#### [Extract]
+ + + +

Every country should have its Shangri-la. Perhaps this is Japan’s. Thrust upward 3,000 feet by Earth’s tectonic mischief, the highland Eden of Kamikochi, tucked into the Nagano prefecture in the center of Honshu, Japan’s main island, attracts millions every year.
They come to sniff its sylvan air and escape the soupy humidity of a Japanese lowlands summer. Cool, green larch woods flank the slight but lively Azusa River that plunges through an erratic necklace of precipitous granite known in Japanese as “the mountains of the standing ears of corn.”
So pristine are Kamikochi’s habitats, so dreamy its peaks, that access has to be limited by banning private cars and coaches. That doesn't stop thousands of visitors arriving each day to tramp its gentle, narrow trails. Everywhere it scintillates with the bright colors of hikers in top-to-toe Lycra; there’s little room to breathe.
The crowds are inevitable. Japan’s 127-million-strong population is crammed largely into super-cities: greater Tokyo holds a staggering 38 million souls. Much of its hinterlands have been ruthlessly cemented, blasted and laid to waste by a combination of apathy, bad planning and pork barrel laws passed in the name of regeneration. What’s left is a deeply mountainous backyard—80 percent of Japan is valleys and hills—often either too steep to explore or filled with dam water. So, with near 90 percent humidity in August and little in the way of appealing country retreats close by, unspoiled Kamikochi is the go-to glen for Tokyoites.
I joined them in late August, my visit coinciding with Obon, an ancestor-worship festival that briefly unchains urban serfs from their city desks and gives them the chance to reboot extended-family ties, often out in the country. For others, it’s simply a chance to escape the broiling city for upland freshness. Either way, the middle-aged Japanese couple sitting next to me on the shuttle bus—other than taxis, this is the only way into the park—feel that Kamikochi “is just the ticket.” They live in Osaka, a city famous for its food and warm character but not, alas, its good looks.
“Kamikochi is so beautiful,” they gush. But would they live here? “Well, maybe in the summer. Osaka is so hot! In winter, we’d have to hightail it back to the city.” The husband, gives me a wink. He and I both know that this landlocked part of the world is, for the most part, deeply frozen in winter. But my question about living here full time is apt, because a survey earlier this year showed that the countryside of Nagano is where urban Japanese would most like to relocate.
Why? “It has a lot to do with this region’s proximity to the big conurbations on the Kanto and Kansai plains,” says a spokeswoman for the Furusato Kaiki Shien Center in Tokyo, a charity charged by the central government to encourage relocation from cities to the boonies. (Depopulation of the countryside and its so-called “shutter towns”—miserable places of shabby plastic houses and baleful power lines, places so abandoned that the shops have their shutters permanently down—is a persistent problem across Japan.)

+ + + +

#### [Record set]

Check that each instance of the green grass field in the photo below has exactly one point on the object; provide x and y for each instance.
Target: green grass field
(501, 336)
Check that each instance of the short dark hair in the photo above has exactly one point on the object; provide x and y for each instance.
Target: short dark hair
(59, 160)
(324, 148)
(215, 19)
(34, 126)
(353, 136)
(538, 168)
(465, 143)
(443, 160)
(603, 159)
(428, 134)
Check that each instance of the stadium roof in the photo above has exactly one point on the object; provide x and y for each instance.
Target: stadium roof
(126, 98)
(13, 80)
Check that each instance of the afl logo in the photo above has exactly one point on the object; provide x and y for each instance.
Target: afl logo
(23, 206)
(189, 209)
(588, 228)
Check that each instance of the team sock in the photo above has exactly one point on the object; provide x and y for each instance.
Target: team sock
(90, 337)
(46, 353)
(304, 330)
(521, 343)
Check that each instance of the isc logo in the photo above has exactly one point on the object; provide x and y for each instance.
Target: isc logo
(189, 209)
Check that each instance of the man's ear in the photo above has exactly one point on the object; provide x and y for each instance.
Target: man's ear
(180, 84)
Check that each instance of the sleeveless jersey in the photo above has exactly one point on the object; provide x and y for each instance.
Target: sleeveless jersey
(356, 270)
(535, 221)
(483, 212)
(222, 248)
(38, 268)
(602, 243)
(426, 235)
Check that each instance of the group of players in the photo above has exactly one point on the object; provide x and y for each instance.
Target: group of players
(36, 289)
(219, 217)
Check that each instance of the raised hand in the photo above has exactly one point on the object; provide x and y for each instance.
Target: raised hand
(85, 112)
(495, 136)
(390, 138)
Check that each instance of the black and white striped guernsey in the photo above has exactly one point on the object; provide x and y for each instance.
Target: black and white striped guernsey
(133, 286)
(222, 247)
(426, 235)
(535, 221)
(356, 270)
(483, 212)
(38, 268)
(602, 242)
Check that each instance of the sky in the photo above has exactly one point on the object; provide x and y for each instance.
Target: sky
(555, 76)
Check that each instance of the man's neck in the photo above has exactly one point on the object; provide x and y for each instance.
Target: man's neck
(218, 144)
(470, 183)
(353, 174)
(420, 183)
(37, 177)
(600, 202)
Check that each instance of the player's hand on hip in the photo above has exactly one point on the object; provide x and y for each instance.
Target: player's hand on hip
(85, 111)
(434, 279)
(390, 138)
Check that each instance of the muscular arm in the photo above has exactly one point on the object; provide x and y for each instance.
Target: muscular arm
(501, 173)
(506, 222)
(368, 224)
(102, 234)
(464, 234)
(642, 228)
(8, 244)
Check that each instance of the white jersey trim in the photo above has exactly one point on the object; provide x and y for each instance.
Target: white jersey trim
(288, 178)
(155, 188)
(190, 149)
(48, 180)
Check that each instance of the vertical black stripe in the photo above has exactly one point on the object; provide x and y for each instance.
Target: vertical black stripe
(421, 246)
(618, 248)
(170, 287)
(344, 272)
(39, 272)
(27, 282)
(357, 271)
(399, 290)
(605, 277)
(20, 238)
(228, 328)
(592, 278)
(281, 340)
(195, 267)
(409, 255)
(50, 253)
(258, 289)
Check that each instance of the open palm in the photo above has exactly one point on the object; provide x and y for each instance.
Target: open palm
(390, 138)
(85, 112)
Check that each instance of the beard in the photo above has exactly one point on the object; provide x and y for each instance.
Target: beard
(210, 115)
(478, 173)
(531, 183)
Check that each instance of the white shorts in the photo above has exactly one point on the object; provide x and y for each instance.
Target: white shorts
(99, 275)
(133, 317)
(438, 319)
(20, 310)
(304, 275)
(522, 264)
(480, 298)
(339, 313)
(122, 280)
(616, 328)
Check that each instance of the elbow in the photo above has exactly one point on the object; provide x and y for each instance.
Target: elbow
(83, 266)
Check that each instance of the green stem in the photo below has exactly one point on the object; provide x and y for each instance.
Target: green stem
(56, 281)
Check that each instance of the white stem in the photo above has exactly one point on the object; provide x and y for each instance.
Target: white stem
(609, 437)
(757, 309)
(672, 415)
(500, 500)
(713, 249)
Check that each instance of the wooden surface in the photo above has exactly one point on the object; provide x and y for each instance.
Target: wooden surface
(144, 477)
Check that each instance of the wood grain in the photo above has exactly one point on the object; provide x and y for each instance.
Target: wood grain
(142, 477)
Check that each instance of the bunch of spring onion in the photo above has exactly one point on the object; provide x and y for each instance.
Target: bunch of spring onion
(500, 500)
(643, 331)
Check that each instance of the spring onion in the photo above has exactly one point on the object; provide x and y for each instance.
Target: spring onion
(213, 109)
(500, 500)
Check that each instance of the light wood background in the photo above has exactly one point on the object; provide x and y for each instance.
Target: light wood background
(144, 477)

+ + + +

#### [Objective 1]
Edit the Kamikochi article from "The crowds are" through "glen for Tokyoites.", putting "July" in place of "August".
#### [Objective 2]
According to the Kamikochi article, what percentage of Japan is valleys and hills?
#### [Objective 3]
In the Kamikochi article, rewrite the paragraph beginning "The crowds are inevitable" as a short list that keeps its main facts.
The data above isn't needed.

#### [Expected answer 1]
The crowds are inevitable. Japan’s 127-million-strong population is crammed largely into super-cities: greater Tokyo holds a staggering 38 million souls. Much of its hinterlands have been ruthlessly cemented, blasted and laid to waste by a combination of apathy, bad planning and pork barrel laws passed in the name of regeneration. What’s left is a deeply mountainous backyard—80 percent of Japan is valleys and hills—often either too steep to explore or filled with dam water. So, with near 90 percent humidity in July and little in the way of appealing country retreats close by, unspoiled Kamikochi is the go-to glen for Tokyoites.

#### [Expected answer 2]
80 percent

#### [Expected answer 3]
- Japan's population of 127 million lives mostly in super-cities, and greater Tokyo alone holds 38 million people.
- Apathy, bad planning and pork barrel laws have cemented over and wasted much of the hinterland.
- What remains is mostly mountainous. Valleys and hills make up 80 percent of Japan, and much of that land is too steep to explore or is filled with dam water.
- August humidity nears 90 percent, and few appealing country retreats lie close by, so unspoiled Kamikochi is the go-to glen for Tokyoites.